▶ _SOURCE_:
══════
# Riding with a fly mask?



## Lozza19 (Dec 1, 2013)

Hello what are people opnion on riding with a fly mask on? Does it rub the horse or restrict eye sight? On the flip side does riding in a fly mask actually stop fly from annoying your horses head?


----------



## DancingArabian (Jul 15, 2011)

It might rub the horse but that's usually a size or fit issue (might need to be loosened). No it does not hinder the horse's eyesight. I would not ride in a regular fly mask though because it might not fit over the bridle. I do have a riding fly mask though and those are a little bigger. I also have a riding fly sheet.

Yes the fly mask does block flies. Why wouldn't it?
_Posted via Mobile Device_


----------



## Zexious (Aug 2, 2013)

I just put fly spray (via a towel xD) onto my horse's face and around his ears. A fly mask wouldn't fit too well under my bridle, and the above works well for us.


----------



## LilWillie (May 3, 2013)

I ride with a fly mask in the summer when the flies are really bad, and it doesn't seem to annoy my horse and it's never rubbed him. In fact, he's alot less annoyed with the fly mask than the flies.

I've tried just applying fly spray as Zexious suggested, but I can't seem to find one that last longer than 30 minutes (and I've tried pretty much all of them.)

It usually doesn't affect sight, unless is starts getting dark outside.


----------



## Endiku (Dec 6, 2010)

You can get fly masks specifically for riding. I rode a gelding who was bald faced with two blue eyes so he wore a fly mask all of the time when he was out of his stall to protect his eyes- and it never bothered him one bit. 

(pardon the wardrobe...it was HOT and I would do anything to be cooler than in jeans- including wear breeches in a western saddle  long time ago too!)
══════
▶ _DATA SHOWN_:
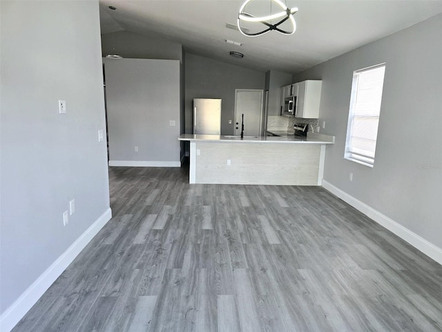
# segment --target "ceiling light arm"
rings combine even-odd
[[[294,14],[298,12],[297,8],[293,8],[290,9],[287,8],[287,6],[284,6],[284,4],[280,0],[271,0],[271,1],[274,1],[275,2],[276,2],[276,3],[278,3],[282,8],[283,11],[278,12],[276,14],[271,13],[269,15],[267,15],[263,17],[256,17],[253,15],[244,11],[245,9],[246,5],[247,5],[251,1],[253,0],[246,0],[246,1],[241,6],[241,8],[240,9],[240,12],[238,14],[238,29],[240,30],[240,32],[242,35],[245,36],[249,36],[249,37],[256,37],[256,36],[259,36],[260,35],[267,33],[269,31],[271,31],[272,30],[278,31],[278,33],[280,33],[283,35],[292,35],[293,33],[294,33],[295,30],[296,30],[296,24],[295,22],[295,19],[293,15]],[[282,19],[279,21],[278,23],[276,23],[276,24],[271,24],[271,23],[268,22],[269,21],[271,21],[273,19],[276,19],[279,18],[282,18]],[[285,22],[288,19],[289,19],[290,21],[291,22],[291,24],[293,26],[292,31],[286,31],[278,28],[278,26]],[[248,31],[245,31],[243,30],[240,24],[241,21],[244,21],[247,22],[252,22],[252,23],[262,23],[262,24],[267,26],[268,28],[258,33],[249,33]]]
══════
Extend the forum thread on riding with a fly mask by writing what comes next after its final post.

----------



## beau159 (Oct 4, 2010)

Myself personally, I do not like to ride in a fly mask. I know they can see through it, but I still just don't like it for riding. 

I have a painter's glove that I spray my fly spray on, and then wipe on their face.

When their fly mask goes back on their face for the pasture, I spray it with fly spray before putting it back on.


----------



## aussiemum (Apr 11, 2013)

I use the Cashel Quiet Ride fly mask when the flies are bad. Goes over the bridle (can apparently go under bridle, but I think it would make the material fit too close to their eyes.) Its very fine mesh, finer than regular turnout fly masks.
Cashel Company: QUIET RIDE MASK STANDARD


----------



## walkinthewalk (Jul 23, 2008)

I rode with a fly mask all the time, at certain times of the year and that was way back before some marketeer thought up "riding fly masks".

I rode in the deep woods and often where there weren't any trails. The other advantage to the fly mask was somebody's big ole spider web stayed off my horse's face.

Riding was a lot more pleasant and relaxing when the horse didn't have to battle eye flies and sticky spider webs strung from one tree to the other


----------



## MALOTE (Dec 9, 2013)

I put the fly mask on my horse just for outside in summer, but never when I ride in the career (my horse less concentrated with this and sees ghosts everywhere lol)


----------



## Corporal (Jul 29, 2010)

I see no reason to ride with one. I use both SWAT and fly wipe on my horse's faces. I use those cheapie rubber pebbled stretchy gloves to put the fly wipe on the face and I use SWAT below the eyes, like a football player "blacks" below the eye and I use SWAT on their ears. It used to funny bc SWAT used to be hot pink, but know it's clear. That is all you need to keep your horse's face fly free.


----------



## TrailDustMelody (Jun 23, 2013)

I once rode my mare with a nylon halter over her long-nose-with-ears fly mask at dusk and she was fine. If you're going to use it a lot, you should probably get the kind designed to be used for riding.


----------



## kitten_Val (Apr 25, 2007)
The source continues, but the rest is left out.